EXERCISE AIM ->
Without the images, write out all of the following entries exactly.

MATERIALS PROVIDED ->
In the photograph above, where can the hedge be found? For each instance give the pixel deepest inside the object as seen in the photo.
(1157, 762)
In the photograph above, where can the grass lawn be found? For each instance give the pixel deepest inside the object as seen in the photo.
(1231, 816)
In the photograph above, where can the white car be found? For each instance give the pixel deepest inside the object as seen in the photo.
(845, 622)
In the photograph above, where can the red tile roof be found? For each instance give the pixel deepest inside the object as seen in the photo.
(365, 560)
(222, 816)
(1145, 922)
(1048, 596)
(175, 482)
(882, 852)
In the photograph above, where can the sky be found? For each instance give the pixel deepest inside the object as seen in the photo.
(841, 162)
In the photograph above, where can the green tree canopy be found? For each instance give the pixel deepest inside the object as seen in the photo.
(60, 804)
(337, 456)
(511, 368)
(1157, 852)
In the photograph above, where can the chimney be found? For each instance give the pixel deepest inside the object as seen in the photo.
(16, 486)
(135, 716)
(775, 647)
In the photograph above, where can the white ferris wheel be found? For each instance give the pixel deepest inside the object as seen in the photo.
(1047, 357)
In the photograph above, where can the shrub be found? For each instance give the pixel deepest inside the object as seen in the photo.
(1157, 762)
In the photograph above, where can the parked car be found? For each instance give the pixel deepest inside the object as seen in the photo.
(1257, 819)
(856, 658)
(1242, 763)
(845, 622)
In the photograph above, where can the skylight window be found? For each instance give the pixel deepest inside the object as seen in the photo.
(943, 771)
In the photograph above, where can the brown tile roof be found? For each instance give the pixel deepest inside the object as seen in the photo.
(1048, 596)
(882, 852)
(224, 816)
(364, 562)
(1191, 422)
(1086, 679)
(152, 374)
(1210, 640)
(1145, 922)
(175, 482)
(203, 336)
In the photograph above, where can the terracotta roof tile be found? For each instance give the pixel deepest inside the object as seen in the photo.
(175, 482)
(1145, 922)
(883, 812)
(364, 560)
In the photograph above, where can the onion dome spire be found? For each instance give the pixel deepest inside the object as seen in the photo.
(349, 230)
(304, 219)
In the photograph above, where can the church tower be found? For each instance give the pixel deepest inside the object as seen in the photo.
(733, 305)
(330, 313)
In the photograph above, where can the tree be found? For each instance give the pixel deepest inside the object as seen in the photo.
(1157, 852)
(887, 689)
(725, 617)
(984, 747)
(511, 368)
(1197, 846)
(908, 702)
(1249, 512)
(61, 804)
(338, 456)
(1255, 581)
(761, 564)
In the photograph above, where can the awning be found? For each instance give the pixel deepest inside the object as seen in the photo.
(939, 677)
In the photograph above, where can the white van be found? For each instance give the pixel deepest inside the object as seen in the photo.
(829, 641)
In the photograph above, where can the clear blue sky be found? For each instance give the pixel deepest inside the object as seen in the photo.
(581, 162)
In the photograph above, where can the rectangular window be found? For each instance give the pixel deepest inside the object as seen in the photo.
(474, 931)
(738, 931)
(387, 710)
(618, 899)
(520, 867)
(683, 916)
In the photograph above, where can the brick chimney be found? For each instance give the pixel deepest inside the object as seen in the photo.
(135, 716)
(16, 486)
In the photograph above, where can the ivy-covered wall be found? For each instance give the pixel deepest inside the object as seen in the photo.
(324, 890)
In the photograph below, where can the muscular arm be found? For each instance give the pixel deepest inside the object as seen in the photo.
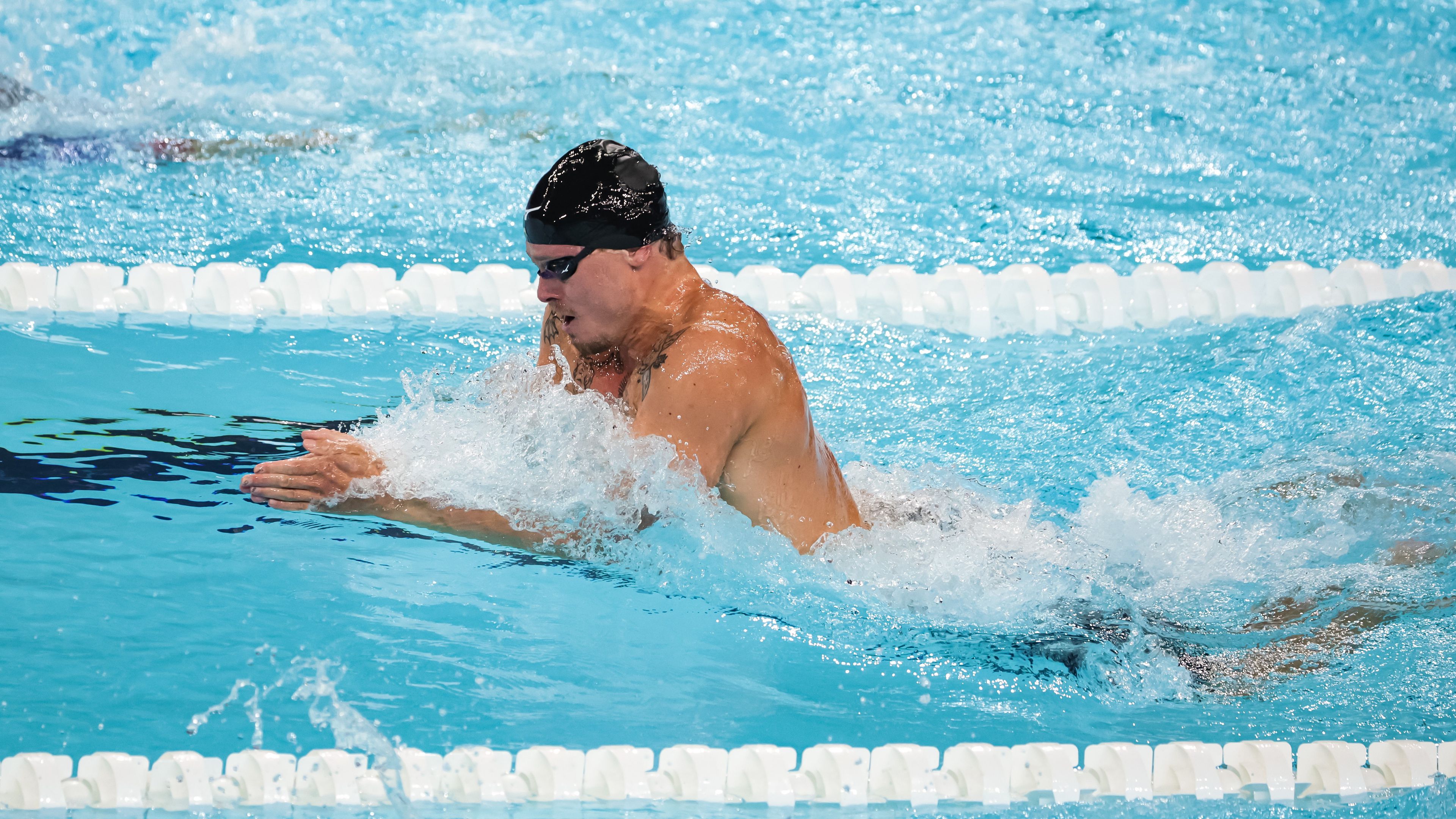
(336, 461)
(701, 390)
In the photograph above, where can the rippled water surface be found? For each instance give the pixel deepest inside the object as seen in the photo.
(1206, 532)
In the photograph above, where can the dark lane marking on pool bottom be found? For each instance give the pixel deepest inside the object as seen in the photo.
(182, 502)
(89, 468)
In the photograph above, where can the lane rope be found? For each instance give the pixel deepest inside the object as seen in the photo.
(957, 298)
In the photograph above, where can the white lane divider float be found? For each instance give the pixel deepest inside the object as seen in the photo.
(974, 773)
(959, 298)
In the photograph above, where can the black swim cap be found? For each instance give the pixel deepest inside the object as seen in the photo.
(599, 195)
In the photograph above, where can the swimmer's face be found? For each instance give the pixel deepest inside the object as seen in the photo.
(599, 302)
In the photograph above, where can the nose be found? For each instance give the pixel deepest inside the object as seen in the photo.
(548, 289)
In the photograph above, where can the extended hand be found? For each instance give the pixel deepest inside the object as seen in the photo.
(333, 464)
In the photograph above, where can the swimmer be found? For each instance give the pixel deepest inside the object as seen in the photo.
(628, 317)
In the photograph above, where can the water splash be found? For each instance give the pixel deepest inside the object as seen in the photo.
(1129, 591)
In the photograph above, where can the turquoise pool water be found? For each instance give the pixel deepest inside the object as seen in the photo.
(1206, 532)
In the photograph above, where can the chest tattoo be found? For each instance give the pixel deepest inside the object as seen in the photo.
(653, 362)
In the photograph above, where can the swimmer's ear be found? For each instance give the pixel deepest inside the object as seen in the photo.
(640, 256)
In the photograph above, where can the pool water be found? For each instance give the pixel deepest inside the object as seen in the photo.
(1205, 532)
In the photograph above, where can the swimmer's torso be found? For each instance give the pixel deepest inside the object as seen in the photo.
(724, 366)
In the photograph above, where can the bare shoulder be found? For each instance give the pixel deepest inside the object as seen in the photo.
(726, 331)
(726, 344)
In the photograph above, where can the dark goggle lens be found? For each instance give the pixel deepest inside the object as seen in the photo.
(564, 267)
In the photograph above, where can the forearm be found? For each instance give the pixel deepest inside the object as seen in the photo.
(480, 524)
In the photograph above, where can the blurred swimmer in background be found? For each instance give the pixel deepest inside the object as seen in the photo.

EXERCISE RESPONSE ->
In the photograph above, where can the hedge be found? For each instance give the pixel deepest inside the object as seen in the photo.
(1157, 762)
In the photograph above, where can the grass lawn be found? For each instance give the pixel deepest inside the object as seen in the photo.
(1231, 816)
In the photograph above, where can the white car be found? For each instance give the pixel deepest inside the object as seen in the photo.
(845, 622)
In the photograph above, where can the red tile roof be found? For each instance give the pixel deepest inside the object as seen in the photo.
(365, 560)
(222, 816)
(1145, 922)
(1048, 596)
(175, 482)
(882, 852)
In the photograph above, where can the sky be found? For each instance give the pixel deepest inside the object as seen in the photo.
(841, 162)
In the photograph above, where can the green tree canopy be found? For each instance give the pixel deepest inside the object as seen in the photo.
(60, 804)
(337, 456)
(511, 368)
(1157, 852)
In the photograph above, where can the chimney be found? For each instance give the pixel deepest inside the object as seen in the photo.
(16, 486)
(135, 716)
(775, 647)
In the photograph above, where can the white ferris wheel be found? For each instance give the pixel deepest inside the object as seen in the photo.
(1047, 357)
In the photograph above, where can the shrub be found? For each instance give the pixel deepest inside the object as seen in the photo.
(1157, 762)
In the photograph above, where can the parked car be found? For each instance give the pixel deepest inside the object as seen in the photo.
(1257, 819)
(856, 658)
(1242, 763)
(845, 622)
In the photograph above, where can the skylight window be found? For each instance give the pixel deepest inside the object as seen in the photo.
(943, 771)
In the photograph above, where can the brown tile roof be found? For each instance give the pixel deepest inside the object as seen in the photo.
(1048, 596)
(882, 852)
(224, 816)
(364, 562)
(1191, 422)
(1086, 679)
(152, 374)
(1210, 640)
(1145, 922)
(175, 482)
(203, 336)
In the photograph above, where can the terracotta roof tile be found? For each instance give the pixel deepest inside the object as seen in the photo.
(175, 482)
(1145, 922)
(883, 812)
(364, 560)
In the photograph above, where can the onion dome spire be found? For each instance give the pixel deepest inside the object as seen in the photo.
(349, 230)
(304, 219)
In the photograph above, where can the church tower be found? For each instance give the pixel deepest inside the object as seen in the photo.
(733, 305)
(330, 313)
In the photograph above, where can the tree be found? For each instance give the pixel deepest inside the object as seen in the photo.
(1157, 852)
(887, 689)
(725, 617)
(984, 747)
(511, 368)
(1197, 846)
(908, 702)
(1249, 512)
(61, 804)
(338, 456)
(1255, 581)
(761, 564)
In the photograph above, where can the awning be found? For each instance give the pixel deepest inside the object as seen in the photo.
(939, 677)
In the photograph above, where can the white van be found? For each instance give the pixel deepest inside the object as seen in the photo.
(829, 641)
In the photograph above, where can the clear blue sky be found? For each instance give the pixel deepest inside the object as seen in the photo.
(581, 162)
In the photograph above, where can the rectangular window be found? For each instance give the pixel deepest inside the object as seen in the photo.
(474, 931)
(738, 931)
(387, 710)
(618, 899)
(520, 867)
(683, 916)
In the photograph above, where can the brick chimney be found? For each instance give the pixel deepest inside the object as seen in the photo.
(135, 716)
(16, 486)
In the photograph above, where can the ivy-covered wall be found? For each instance give the pixel deepest inside the object as seen in the photo.
(324, 890)
In the photograph below, where can the muscular arm be found? For each instance give the pixel deepest inside the object as seen in the photo.
(336, 461)
(701, 390)
In the photograph above, where can the rippled water surface be found? For each instance give the pixel deepest inside the object as seen in the photo.
(1206, 532)
In the photograph above, where can the dark lane marking on pool bottom be found? For each instance give the pixel deepest inside the object as seen in the photo.
(182, 502)
(89, 468)
In the photograph above, where can the lane rope be found? For each instance give the pixel deepest inside the object as seen in the photo.
(957, 298)
In the photograph above, where can the white lane divider float be found? For each instance give the pixel deepest inside the object as seen in the photo.
(974, 773)
(959, 298)
In the photograph above, where can the black swim cap be found? For each instance give the pixel deepest inside the object as seen in the photo.
(599, 195)
In the photograph above, where can the swimmer's face be found? For each instance give the pixel deepest inside the object as seen in the photo.
(599, 302)
In the photograph above, where can the nose be found? For each instance give the pixel deepest inside the object as seen in the photo.
(548, 289)
In the photograph above, where can the extended hand be found? For each instance give the pixel deepest inside the object as seen in the photo.
(333, 464)
In the photograph above, where can the swimmer be found? For each instance give the pixel deepest inside the object as seen in the photo.
(628, 317)
In the photograph above, where can the water splash be found? For each instance give the pixel deepest inside the object as seen in the photo.
(1129, 591)
In the photograph above, where can the turquoise pool water be found? For each instance give the pixel deepest inside the object as seen in the photo.
(1206, 532)
In the photograph above, where can the chest tattoo be found? For each instance give the pixel deepest inside the object as seen in the photo.
(653, 362)
In the photograph above, where can the swimmer's ear be found? For each instance give the pixel deepest inside the object as seen in the photo.
(640, 256)
In the photograph above, where can the pool water be found? For each instance give the pixel deepest inside the object as seen in the photo.
(1205, 532)
In the photograph above, where can the swimmer's torso be found? For each instance give the pixel deepest inside the object as seen in the photo.
(724, 366)
In the photograph above, where can the bare shoulder be found? For each instance give the pixel deepest inside the object as seen in the photo.
(726, 331)
(726, 344)
In the photograph above, where can the dark goggle lens be found? For each instance give the pixel deepest inside the object as seen in the photo.
(564, 267)
In the photograph above, where can the forearm be found? For each instance give the pixel deepest inside the object as seen in the photo.
(480, 524)
In the photograph above, where can the blurred swimmer in background be found? For each instance give the pixel deepest inside the object as seen in the photo.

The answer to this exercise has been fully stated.